• _Short task_
Pick out every line in the entries below that contains the word "picture", and copy each one.

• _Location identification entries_
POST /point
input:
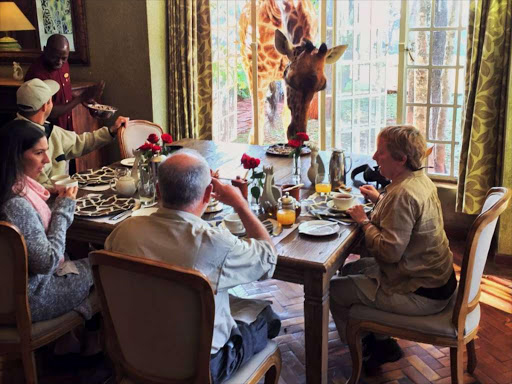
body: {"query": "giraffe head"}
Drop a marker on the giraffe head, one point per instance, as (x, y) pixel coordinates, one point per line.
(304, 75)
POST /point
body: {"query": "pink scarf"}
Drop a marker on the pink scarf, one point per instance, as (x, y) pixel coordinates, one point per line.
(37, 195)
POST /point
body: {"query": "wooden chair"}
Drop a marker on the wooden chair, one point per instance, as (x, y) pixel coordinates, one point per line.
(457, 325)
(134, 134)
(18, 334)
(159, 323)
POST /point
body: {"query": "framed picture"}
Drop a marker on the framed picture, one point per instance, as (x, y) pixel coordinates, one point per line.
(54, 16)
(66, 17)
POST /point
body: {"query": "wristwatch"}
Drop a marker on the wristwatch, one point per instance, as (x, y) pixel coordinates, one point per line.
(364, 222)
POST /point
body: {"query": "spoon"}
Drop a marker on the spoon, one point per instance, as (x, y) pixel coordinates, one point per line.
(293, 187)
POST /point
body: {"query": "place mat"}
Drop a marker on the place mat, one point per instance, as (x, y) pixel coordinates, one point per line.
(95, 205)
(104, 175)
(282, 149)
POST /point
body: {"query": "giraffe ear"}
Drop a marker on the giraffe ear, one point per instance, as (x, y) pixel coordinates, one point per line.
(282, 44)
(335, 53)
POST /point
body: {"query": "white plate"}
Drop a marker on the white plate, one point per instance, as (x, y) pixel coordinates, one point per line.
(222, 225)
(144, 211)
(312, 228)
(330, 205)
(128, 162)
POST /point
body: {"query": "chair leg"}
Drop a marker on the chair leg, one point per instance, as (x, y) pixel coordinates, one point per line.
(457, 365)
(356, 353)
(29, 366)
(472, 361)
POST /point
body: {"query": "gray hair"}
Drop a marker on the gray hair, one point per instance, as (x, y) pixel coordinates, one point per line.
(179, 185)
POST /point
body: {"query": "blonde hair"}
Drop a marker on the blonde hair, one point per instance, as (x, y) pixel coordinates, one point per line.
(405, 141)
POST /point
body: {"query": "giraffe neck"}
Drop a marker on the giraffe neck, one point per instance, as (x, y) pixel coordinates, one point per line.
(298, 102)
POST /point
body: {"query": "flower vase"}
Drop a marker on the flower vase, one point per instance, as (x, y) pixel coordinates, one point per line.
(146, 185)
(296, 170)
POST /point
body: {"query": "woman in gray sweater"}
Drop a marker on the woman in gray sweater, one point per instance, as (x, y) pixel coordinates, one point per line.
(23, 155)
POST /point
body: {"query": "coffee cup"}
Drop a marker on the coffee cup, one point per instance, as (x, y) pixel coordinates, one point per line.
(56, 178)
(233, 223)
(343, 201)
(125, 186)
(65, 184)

---

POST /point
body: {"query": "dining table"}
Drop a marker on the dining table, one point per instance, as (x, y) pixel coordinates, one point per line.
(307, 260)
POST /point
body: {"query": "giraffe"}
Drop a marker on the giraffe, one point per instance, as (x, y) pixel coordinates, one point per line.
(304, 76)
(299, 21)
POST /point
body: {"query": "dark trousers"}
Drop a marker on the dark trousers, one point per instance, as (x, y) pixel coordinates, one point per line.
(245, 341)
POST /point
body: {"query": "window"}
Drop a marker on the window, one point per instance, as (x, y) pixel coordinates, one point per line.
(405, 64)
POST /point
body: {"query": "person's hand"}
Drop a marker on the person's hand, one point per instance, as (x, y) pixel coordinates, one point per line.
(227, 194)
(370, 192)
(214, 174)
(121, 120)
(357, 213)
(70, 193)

* * *

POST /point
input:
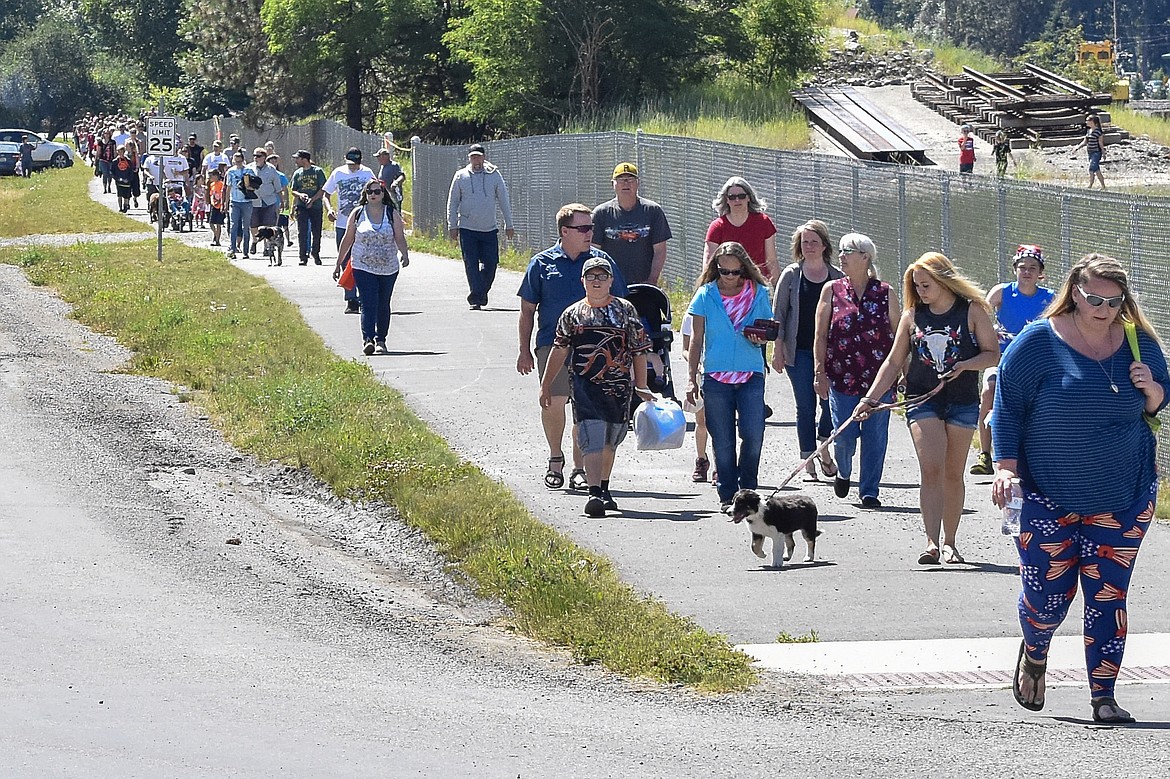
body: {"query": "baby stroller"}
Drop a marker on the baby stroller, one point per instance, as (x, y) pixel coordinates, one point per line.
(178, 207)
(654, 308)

• _Result of the exercise_
body: {"query": "framed picture"}
Drop a marker on the framed picture, one point per instance, as (x, y) pixel coordinates, one point per line.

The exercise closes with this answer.